The second morning the surgeon said I could be discharged if I wanted. I was considering it. A colleague of mine came to visit and brought a bunch of balloons. They had smiling flowers and smiling kites and she said they reminded her of me (another of my colleagues has dubbed me a “happy warrior”). I felt better, but still dizzy.
Later that afternoon rather suddenly my whole body started shaking with tremors, harder and then harder still. I tried to control it, but I could not. My teeth started chattering and I couldn’t stop that either. My husband got the nurse, who got the ward doctor, who initially suggested that I was cold, or scared. I made it crystal clear that I was neither. He asked me if I’d ever had a seizure. I said no. He looked at my allergies and said that I don’t do well with narcotics. Correct.
The tremors and teeth chattering continued off and on during the afternoon, but I was comforted to know that nothing new was wrong and that the medicine would soon cycle out of my system. I drank tons of water even though I was still receiving IV fluids. I declared my Dramamine for motion sickness and the doctor let me self-administer it. Someone suggested I should stay another night. I agreed. I had a feeling that if I went home, I would end up back there. It wasn’t the pain, at all. It was the damn medicine.
After the ward doctor saw me vomit uncontrollably in the middle of our conversation, the pain medication pump and oxygen mask were finally, blessedly removed. I rolled onto my side. My husband put a cold cloth on my neck. My leg cuffs constricted and released with whooshes and clicks every 30 seconds, and I happily fell asleep.
------------------------------------------------------------
Task to complete:
Please reproduce the passage of the hospital stay account starting with "The second morning" and going on through "but still dizzy.".

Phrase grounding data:
------------------------------------------------------------
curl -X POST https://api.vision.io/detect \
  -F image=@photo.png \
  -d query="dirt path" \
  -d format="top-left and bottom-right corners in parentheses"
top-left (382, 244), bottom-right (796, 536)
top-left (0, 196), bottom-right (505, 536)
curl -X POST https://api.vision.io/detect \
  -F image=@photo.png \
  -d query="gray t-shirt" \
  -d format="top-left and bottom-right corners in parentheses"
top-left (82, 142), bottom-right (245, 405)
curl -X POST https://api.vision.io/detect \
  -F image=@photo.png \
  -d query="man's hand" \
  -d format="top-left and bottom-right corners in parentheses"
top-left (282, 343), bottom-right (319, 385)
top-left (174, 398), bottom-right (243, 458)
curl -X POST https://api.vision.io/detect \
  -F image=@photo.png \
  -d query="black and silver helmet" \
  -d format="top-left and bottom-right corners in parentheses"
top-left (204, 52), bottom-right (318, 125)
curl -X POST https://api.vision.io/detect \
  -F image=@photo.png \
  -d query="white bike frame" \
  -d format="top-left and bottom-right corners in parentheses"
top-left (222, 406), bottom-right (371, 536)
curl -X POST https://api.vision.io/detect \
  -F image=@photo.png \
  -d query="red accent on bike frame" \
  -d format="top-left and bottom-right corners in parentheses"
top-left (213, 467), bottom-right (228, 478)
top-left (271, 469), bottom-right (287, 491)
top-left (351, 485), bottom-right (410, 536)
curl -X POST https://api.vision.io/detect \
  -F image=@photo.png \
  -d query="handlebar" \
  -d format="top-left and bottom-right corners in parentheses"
------------------------------------------------------------
Answer to this task:
The second morning the surgeon said I could be discharged if I wanted. I was considering it. A colleague of mine came to visit and brought a bunch of balloons. They had smiling flowers and smiling kites and she said they reminded her of me (another of my colleagues has dubbed me a “happy warrior”). I felt better, but still dizzy.